*The task*. The lines to be copied are those below that contain "trunk".

*The records*.
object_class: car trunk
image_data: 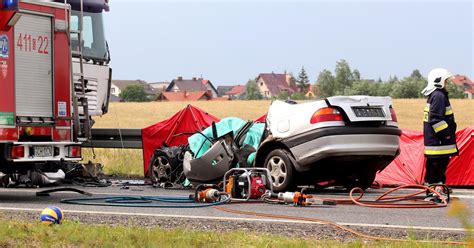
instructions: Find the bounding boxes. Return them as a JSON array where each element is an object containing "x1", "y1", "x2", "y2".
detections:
[{"x1": 325, "y1": 96, "x2": 394, "y2": 124}]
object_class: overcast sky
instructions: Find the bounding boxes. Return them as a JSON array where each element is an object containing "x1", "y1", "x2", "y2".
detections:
[{"x1": 105, "y1": 0, "x2": 473, "y2": 85}]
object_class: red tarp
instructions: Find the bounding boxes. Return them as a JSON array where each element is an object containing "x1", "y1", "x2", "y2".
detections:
[
  {"x1": 376, "y1": 126, "x2": 474, "y2": 186},
  {"x1": 141, "y1": 105, "x2": 219, "y2": 177},
  {"x1": 255, "y1": 114, "x2": 267, "y2": 123}
]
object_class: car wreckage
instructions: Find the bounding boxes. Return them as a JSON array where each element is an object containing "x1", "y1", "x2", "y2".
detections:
[{"x1": 152, "y1": 96, "x2": 401, "y2": 192}]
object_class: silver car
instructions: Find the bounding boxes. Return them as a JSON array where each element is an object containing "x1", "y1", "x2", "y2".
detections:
[{"x1": 254, "y1": 96, "x2": 401, "y2": 191}]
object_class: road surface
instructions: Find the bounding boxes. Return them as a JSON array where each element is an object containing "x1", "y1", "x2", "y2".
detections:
[{"x1": 0, "y1": 184, "x2": 472, "y2": 240}]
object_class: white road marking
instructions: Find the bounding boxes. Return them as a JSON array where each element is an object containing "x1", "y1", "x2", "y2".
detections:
[
  {"x1": 453, "y1": 195, "x2": 474, "y2": 199},
  {"x1": 0, "y1": 206, "x2": 465, "y2": 232}
]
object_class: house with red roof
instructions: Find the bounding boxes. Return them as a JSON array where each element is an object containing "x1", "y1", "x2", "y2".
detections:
[
  {"x1": 166, "y1": 77, "x2": 218, "y2": 98},
  {"x1": 451, "y1": 74, "x2": 474, "y2": 99},
  {"x1": 217, "y1": 86, "x2": 234, "y2": 97},
  {"x1": 225, "y1": 85, "x2": 246, "y2": 100},
  {"x1": 156, "y1": 91, "x2": 212, "y2": 101},
  {"x1": 256, "y1": 72, "x2": 298, "y2": 99}
]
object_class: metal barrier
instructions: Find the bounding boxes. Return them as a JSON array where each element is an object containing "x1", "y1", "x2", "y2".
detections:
[{"x1": 82, "y1": 128, "x2": 142, "y2": 149}]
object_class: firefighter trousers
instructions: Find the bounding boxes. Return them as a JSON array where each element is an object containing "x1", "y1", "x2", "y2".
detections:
[{"x1": 424, "y1": 157, "x2": 450, "y2": 184}]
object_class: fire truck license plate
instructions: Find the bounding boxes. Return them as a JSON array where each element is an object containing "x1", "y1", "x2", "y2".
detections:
[{"x1": 34, "y1": 146, "x2": 53, "y2": 157}]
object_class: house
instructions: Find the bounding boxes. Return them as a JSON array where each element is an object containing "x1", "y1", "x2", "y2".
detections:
[
  {"x1": 111, "y1": 80, "x2": 156, "y2": 99},
  {"x1": 225, "y1": 85, "x2": 246, "y2": 100},
  {"x1": 217, "y1": 86, "x2": 233, "y2": 97},
  {"x1": 166, "y1": 77, "x2": 218, "y2": 98},
  {"x1": 148, "y1": 81, "x2": 171, "y2": 94},
  {"x1": 110, "y1": 83, "x2": 120, "y2": 97},
  {"x1": 451, "y1": 75, "x2": 474, "y2": 99},
  {"x1": 256, "y1": 72, "x2": 298, "y2": 99},
  {"x1": 156, "y1": 91, "x2": 212, "y2": 101},
  {"x1": 305, "y1": 85, "x2": 316, "y2": 99}
]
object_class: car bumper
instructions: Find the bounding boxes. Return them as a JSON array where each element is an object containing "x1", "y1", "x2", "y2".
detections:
[{"x1": 283, "y1": 126, "x2": 401, "y2": 171}]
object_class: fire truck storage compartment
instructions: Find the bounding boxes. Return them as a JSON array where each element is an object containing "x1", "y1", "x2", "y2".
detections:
[{"x1": 14, "y1": 13, "x2": 53, "y2": 119}]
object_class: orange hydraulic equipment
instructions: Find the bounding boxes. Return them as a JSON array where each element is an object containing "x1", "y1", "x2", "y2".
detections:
[
  {"x1": 194, "y1": 184, "x2": 229, "y2": 203},
  {"x1": 223, "y1": 168, "x2": 273, "y2": 202},
  {"x1": 263, "y1": 188, "x2": 336, "y2": 206}
]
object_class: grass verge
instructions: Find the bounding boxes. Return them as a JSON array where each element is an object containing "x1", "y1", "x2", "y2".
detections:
[
  {"x1": 0, "y1": 218, "x2": 463, "y2": 247},
  {"x1": 83, "y1": 148, "x2": 143, "y2": 177}
]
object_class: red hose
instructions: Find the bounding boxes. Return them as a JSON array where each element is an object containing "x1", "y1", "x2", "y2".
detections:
[
  {"x1": 311, "y1": 185, "x2": 448, "y2": 208},
  {"x1": 213, "y1": 205, "x2": 466, "y2": 245},
  {"x1": 213, "y1": 185, "x2": 459, "y2": 244}
]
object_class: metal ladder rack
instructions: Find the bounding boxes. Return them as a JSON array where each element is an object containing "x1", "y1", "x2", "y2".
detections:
[{"x1": 66, "y1": 0, "x2": 91, "y2": 142}]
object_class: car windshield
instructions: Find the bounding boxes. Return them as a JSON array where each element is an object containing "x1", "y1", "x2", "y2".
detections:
[{"x1": 70, "y1": 10, "x2": 108, "y2": 62}]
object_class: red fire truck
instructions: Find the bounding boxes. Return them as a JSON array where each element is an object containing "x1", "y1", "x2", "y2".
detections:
[{"x1": 0, "y1": 0, "x2": 111, "y2": 186}]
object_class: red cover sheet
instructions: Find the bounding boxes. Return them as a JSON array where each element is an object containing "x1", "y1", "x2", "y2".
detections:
[
  {"x1": 376, "y1": 126, "x2": 474, "y2": 186},
  {"x1": 141, "y1": 105, "x2": 219, "y2": 176},
  {"x1": 254, "y1": 114, "x2": 267, "y2": 123}
]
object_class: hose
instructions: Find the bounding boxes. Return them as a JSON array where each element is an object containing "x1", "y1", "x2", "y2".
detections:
[
  {"x1": 311, "y1": 185, "x2": 449, "y2": 208},
  {"x1": 56, "y1": 186, "x2": 465, "y2": 244},
  {"x1": 349, "y1": 185, "x2": 448, "y2": 208},
  {"x1": 246, "y1": 186, "x2": 462, "y2": 244},
  {"x1": 213, "y1": 205, "x2": 468, "y2": 245},
  {"x1": 36, "y1": 187, "x2": 93, "y2": 197},
  {"x1": 60, "y1": 194, "x2": 230, "y2": 208},
  {"x1": 261, "y1": 185, "x2": 448, "y2": 208}
]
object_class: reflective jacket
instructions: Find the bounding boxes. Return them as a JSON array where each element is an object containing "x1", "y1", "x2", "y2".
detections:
[{"x1": 423, "y1": 89, "x2": 458, "y2": 157}]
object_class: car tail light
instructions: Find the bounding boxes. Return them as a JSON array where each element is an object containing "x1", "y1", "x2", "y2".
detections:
[
  {"x1": 10, "y1": 145, "x2": 25, "y2": 159},
  {"x1": 389, "y1": 106, "x2": 398, "y2": 122},
  {"x1": 67, "y1": 146, "x2": 82, "y2": 158},
  {"x1": 310, "y1": 107, "x2": 343, "y2": 124}
]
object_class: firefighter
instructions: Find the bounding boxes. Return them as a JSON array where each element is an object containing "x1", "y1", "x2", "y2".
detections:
[{"x1": 421, "y1": 68, "x2": 458, "y2": 202}]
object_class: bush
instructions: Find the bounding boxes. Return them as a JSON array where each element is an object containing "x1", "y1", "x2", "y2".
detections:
[
  {"x1": 120, "y1": 85, "x2": 151, "y2": 102},
  {"x1": 446, "y1": 82, "x2": 466, "y2": 99}
]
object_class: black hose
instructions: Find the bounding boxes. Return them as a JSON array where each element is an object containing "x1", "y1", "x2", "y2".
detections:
[{"x1": 36, "y1": 187, "x2": 93, "y2": 197}]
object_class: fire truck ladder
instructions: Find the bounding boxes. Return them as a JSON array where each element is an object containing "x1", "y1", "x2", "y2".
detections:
[{"x1": 67, "y1": 0, "x2": 91, "y2": 142}]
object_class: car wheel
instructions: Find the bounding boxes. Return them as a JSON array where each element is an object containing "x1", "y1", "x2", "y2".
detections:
[
  {"x1": 148, "y1": 154, "x2": 172, "y2": 184},
  {"x1": 265, "y1": 149, "x2": 295, "y2": 192},
  {"x1": 343, "y1": 171, "x2": 377, "y2": 191}
]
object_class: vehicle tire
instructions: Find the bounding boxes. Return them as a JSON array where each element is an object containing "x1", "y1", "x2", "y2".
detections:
[
  {"x1": 264, "y1": 149, "x2": 295, "y2": 192},
  {"x1": 342, "y1": 170, "x2": 377, "y2": 191},
  {"x1": 148, "y1": 153, "x2": 171, "y2": 184}
]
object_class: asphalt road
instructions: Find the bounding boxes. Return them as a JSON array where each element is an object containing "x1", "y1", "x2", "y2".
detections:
[{"x1": 0, "y1": 184, "x2": 472, "y2": 233}]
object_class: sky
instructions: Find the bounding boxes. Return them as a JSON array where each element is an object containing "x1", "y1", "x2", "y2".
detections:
[{"x1": 105, "y1": 0, "x2": 473, "y2": 86}]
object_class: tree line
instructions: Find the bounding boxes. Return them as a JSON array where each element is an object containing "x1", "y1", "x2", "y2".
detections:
[{"x1": 246, "y1": 59, "x2": 466, "y2": 100}]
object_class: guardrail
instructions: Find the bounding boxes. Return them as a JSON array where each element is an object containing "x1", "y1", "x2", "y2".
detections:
[{"x1": 82, "y1": 128, "x2": 142, "y2": 149}]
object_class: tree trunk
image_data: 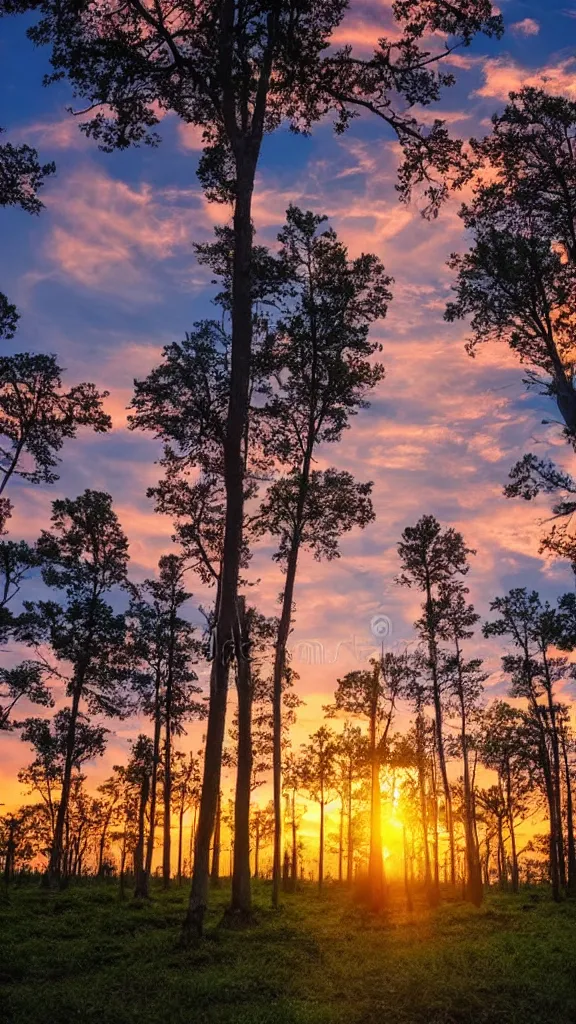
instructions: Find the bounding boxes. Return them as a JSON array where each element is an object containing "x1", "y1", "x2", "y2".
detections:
[
  {"x1": 430, "y1": 728, "x2": 440, "y2": 896},
  {"x1": 318, "y1": 791, "x2": 325, "y2": 892},
  {"x1": 504, "y1": 760, "x2": 519, "y2": 894},
  {"x1": 416, "y1": 711, "x2": 433, "y2": 902},
  {"x1": 346, "y1": 768, "x2": 354, "y2": 886},
  {"x1": 177, "y1": 799, "x2": 185, "y2": 886},
  {"x1": 47, "y1": 684, "x2": 81, "y2": 884},
  {"x1": 145, "y1": 669, "x2": 162, "y2": 878},
  {"x1": 368, "y1": 665, "x2": 384, "y2": 907},
  {"x1": 183, "y1": 155, "x2": 257, "y2": 942},
  {"x1": 162, "y1": 602, "x2": 177, "y2": 890},
  {"x1": 230, "y1": 596, "x2": 253, "y2": 918},
  {"x1": 134, "y1": 774, "x2": 150, "y2": 898},
  {"x1": 560, "y1": 727, "x2": 576, "y2": 895},
  {"x1": 211, "y1": 790, "x2": 221, "y2": 887},
  {"x1": 291, "y1": 789, "x2": 298, "y2": 891},
  {"x1": 403, "y1": 825, "x2": 413, "y2": 912},
  {"x1": 338, "y1": 795, "x2": 344, "y2": 883}
]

*Answer box*.
object_class: car trunk
object_class: tree trunk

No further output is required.